**Material for the task**

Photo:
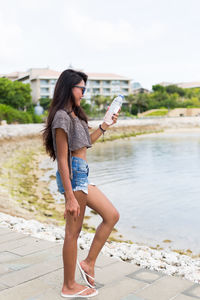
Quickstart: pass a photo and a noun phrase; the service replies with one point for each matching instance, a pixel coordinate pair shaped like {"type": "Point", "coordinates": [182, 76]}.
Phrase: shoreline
{"type": "Point", "coordinates": [165, 261]}
{"type": "Point", "coordinates": [155, 258]}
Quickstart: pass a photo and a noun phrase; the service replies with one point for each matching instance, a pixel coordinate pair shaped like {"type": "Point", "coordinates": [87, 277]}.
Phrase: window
{"type": "Point", "coordinates": [106, 82]}
{"type": "Point", "coordinates": [124, 82]}
{"type": "Point", "coordinates": [96, 91]}
{"type": "Point", "coordinates": [96, 82]}
{"type": "Point", "coordinates": [44, 81]}
{"type": "Point", "coordinates": [44, 90]}
{"type": "Point", "coordinates": [115, 82]}
{"type": "Point", "coordinates": [53, 81]}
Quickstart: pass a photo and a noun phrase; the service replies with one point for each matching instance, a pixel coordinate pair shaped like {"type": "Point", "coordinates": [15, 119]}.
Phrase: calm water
{"type": "Point", "coordinates": [154, 183]}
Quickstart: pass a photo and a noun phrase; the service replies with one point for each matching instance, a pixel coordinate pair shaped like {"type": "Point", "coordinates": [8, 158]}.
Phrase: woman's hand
{"type": "Point", "coordinates": [114, 117]}
{"type": "Point", "coordinates": [73, 208]}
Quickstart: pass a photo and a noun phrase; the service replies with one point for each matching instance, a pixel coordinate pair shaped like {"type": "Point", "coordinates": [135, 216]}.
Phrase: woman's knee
{"type": "Point", "coordinates": [72, 234]}
{"type": "Point", "coordinates": [113, 217]}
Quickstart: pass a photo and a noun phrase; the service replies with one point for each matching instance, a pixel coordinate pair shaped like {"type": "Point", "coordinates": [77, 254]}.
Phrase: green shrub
{"type": "Point", "coordinates": [157, 113]}
{"type": "Point", "coordinates": [12, 115]}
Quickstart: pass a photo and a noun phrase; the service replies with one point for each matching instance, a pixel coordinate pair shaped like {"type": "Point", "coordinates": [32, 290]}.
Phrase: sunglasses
{"type": "Point", "coordinates": [81, 87]}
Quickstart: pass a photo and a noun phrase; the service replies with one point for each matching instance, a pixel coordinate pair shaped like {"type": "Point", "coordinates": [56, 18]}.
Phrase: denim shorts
{"type": "Point", "coordinates": [80, 179]}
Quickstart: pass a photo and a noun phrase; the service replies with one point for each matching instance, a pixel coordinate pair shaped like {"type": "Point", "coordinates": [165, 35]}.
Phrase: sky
{"type": "Point", "coordinates": [148, 41]}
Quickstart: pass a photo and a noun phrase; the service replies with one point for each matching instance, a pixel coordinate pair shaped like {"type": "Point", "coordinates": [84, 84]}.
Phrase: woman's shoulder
{"type": "Point", "coordinates": [61, 114]}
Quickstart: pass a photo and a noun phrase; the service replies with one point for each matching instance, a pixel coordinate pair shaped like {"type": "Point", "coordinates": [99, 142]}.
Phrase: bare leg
{"type": "Point", "coordinates": [101, 204]}
{"type": "Point", "coordinates": [72, 231]}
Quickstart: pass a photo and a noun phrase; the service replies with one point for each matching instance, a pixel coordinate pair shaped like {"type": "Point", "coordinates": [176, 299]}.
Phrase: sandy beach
{"type": "Point", "coordinates": [27, 205]}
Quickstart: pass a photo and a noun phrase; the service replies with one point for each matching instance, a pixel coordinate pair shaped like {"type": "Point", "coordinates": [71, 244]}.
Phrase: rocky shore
{"type": "Point", "coordinates": [123, 126]}
{"type": "Point", "coordinates": [29, 204]}
{"type": "Point", "coordinates": [167, 262]}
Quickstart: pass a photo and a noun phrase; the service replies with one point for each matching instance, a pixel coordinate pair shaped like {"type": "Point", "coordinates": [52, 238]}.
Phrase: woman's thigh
{"type": "Point", "coordinates": [97, 200]}
{"type": "Point", "coordinates": [73, 227]}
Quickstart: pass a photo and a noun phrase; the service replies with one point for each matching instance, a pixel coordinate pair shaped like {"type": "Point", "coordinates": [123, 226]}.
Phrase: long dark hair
{"type": "Point", "coordinates": [61, 98]}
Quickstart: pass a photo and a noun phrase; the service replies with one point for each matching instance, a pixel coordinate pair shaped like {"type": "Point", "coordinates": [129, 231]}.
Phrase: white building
{"type": "Point", "coordinates": [43, 80]}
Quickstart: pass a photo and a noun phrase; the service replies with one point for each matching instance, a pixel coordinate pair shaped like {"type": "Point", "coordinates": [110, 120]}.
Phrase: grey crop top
{"type": "Point", "coordinates": [76, 130]}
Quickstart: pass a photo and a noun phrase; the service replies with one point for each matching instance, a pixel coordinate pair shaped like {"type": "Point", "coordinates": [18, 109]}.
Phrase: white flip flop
{"type": "Point", "coordinates": [79, 294]}
{"type": "Point", "coordinates": [84, 275]}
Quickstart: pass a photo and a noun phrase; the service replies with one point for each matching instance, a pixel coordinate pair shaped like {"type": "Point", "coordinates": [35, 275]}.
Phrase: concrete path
{"type": "Point", "coordinates": [32, 269]}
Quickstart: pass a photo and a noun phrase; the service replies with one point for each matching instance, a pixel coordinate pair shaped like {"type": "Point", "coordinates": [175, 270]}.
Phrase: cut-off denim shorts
{"type": "Point", "coordinates": [80, 179]}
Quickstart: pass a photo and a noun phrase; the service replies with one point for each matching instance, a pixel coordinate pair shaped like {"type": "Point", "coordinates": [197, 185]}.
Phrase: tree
{"type": "Point", "coordinates": [45, 102]}
{"type": "Point", "coordinates": [141, 101]}
{"type": "Point", "coordinates": [172, 89]}
{"type": "Point", "coordinates": [158, 88]}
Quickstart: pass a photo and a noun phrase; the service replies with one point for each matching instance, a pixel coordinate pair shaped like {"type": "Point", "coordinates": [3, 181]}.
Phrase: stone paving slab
{"type": "Point", "coordinates": [9, 237]}
{"type": "Point", "coordinates": [32, 269]}
{"type": "Point", "coordinates": [164, 288]}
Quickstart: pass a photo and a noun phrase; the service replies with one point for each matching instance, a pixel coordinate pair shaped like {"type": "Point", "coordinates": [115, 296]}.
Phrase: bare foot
{"type": "Point", "coordinates": [77, 288]}
{"type": "Point", "coordinates": [89, 270]}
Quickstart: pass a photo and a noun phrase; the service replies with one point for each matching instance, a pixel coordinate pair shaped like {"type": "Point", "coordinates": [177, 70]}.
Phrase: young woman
{"type": "Point", "coordinates": [66, 139]}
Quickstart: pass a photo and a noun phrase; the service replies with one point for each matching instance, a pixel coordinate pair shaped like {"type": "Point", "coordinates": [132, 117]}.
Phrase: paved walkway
{"type": "Point", "coordinates": [31, 269]}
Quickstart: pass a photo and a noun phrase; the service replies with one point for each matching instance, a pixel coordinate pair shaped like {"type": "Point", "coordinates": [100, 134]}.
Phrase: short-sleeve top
{"type": "Point", "coordinates": [76, 130]}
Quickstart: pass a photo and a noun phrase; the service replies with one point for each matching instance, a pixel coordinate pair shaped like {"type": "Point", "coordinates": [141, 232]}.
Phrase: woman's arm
{"type": "Point", "coordinates": [97, 133]}
{"type": "Point", "coordinates": [62, 159]}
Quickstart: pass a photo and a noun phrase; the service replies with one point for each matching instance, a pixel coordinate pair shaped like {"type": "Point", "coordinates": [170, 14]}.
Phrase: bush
{"type": "Point", "coordinates": [157, 113]}
{"type": "Point", "coordinates": [12, 115]}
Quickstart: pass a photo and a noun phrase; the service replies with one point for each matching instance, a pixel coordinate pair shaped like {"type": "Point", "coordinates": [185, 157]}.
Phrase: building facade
{"type": "Point", "coordinates": [43, 80]}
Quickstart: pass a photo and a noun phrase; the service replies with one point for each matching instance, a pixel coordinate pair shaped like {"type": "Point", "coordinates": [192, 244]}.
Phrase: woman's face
{"type": "Point", "coordinates": [78, 92]}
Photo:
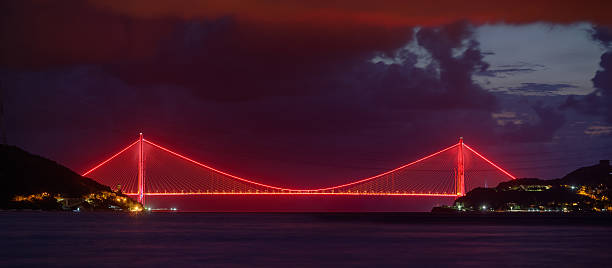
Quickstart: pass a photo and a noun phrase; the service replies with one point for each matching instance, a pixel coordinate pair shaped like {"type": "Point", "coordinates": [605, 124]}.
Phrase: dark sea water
{"type": "Point", "coordinates": [43, 239]}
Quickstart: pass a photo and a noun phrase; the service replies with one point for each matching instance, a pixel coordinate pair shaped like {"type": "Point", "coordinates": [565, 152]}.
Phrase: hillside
{"type": "Point", "coordinates": [31, 181]}
{"type": "Point", "coordinates": [585, 189]}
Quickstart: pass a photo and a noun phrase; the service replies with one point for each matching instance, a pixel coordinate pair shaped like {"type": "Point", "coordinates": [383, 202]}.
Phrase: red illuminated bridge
{"type": "Point", "coordinates": [144, 168]}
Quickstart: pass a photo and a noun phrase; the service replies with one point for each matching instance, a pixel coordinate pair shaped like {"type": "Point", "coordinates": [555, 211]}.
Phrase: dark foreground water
{"type": "Point", "coordinates": [43, 239]}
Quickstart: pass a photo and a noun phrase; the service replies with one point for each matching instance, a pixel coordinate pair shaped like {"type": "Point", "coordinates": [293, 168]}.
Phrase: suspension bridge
{"type": "Point", "coordinates": [144, 168]}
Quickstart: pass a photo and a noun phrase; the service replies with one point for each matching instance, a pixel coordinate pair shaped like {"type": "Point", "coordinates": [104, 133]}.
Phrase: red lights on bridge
{"type": "Point", "coordinates": [168, 173]}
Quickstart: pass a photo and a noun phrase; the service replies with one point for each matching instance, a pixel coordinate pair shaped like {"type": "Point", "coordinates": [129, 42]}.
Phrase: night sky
{"type": "Point", "coordinates": [308, 94]}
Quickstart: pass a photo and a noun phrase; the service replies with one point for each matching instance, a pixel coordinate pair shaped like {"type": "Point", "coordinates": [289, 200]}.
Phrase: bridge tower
{"type": "Point", "coordinates": [141, 175]}
{"type": "Point", "coordinates": [460, 177]}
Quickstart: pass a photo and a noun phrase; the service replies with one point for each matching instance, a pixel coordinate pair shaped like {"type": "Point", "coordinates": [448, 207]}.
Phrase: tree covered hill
{"type": "Point", "coordinates": [25, 177]}
{"type": "Point", "coordinates": [585, 189]}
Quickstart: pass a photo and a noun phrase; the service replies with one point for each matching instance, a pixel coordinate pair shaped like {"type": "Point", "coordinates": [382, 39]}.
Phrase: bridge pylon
{"type": "Point", "coordinates": [141, 174]}
{"type": "Point", "coordinates": [460, 177]}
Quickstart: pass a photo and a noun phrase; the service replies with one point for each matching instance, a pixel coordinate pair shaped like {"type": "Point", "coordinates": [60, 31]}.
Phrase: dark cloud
{"type": "Point", "coordinates": [602, 34]}
{"type": "Point", "coordinates": [540, 88]}
{"type": "Point", "coordinates": [599, 102]}
{"type": "Point", "coordinates": [277, 93]}
{"type": "Point", "coordinates": [511, 69]}
{"type": "Point", "coordinates": [549, 120]}
{"type": "Point", "coordinates": [347, 112]}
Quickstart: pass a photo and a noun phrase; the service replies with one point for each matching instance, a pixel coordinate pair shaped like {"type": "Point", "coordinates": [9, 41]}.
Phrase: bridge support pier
{"type": "Point", "coordinates": [141, 176]}
{"type": "Point", "coordinates": [460, 177]}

**Work required**
Your output should consist only of the lines from the one containing "Phrase: bridge pylon" to the end of the records above, each retyped exactly.

**Completed exercise**
Phrase: bridge pylon
{"type": "Point", "coordinates": [141, 174]}
{"type": "Point", "coordinates": [460, 177]}
Quickstart: pass a photo and a noun phrase; the service replies with one point for each matching instance, a pixel coordinate pair shaped like {"type": "Point", "coordinates": [60, 31]}.
Phrase: dark cloud
{"type": "Point", "coordinates": [602, 34]}
{"type": "Point", "coordinates": [540, 88]}
{"type": "Point", "coordinates": [599, 102]}
{"type": "Point", "coordinates": [277, 93]}
{"type": "Point", "coordinates": [511, 69]}
{"type": "Point", "coordinates": [549, 120]}
{"type": "Point", "coordinates": [347, 112]}
Quickstart: pass a photo and a noun phrase; the service replies with one point for each matching instance, a pixel coordinate pair shaped like {"type": "Point", "coordinates": [9, 41]}.
Phrase: bridge support pier
{"type": "Point", "coordinates": [141, 176]}
{"type": "Point", "coordinates": [460, 177]}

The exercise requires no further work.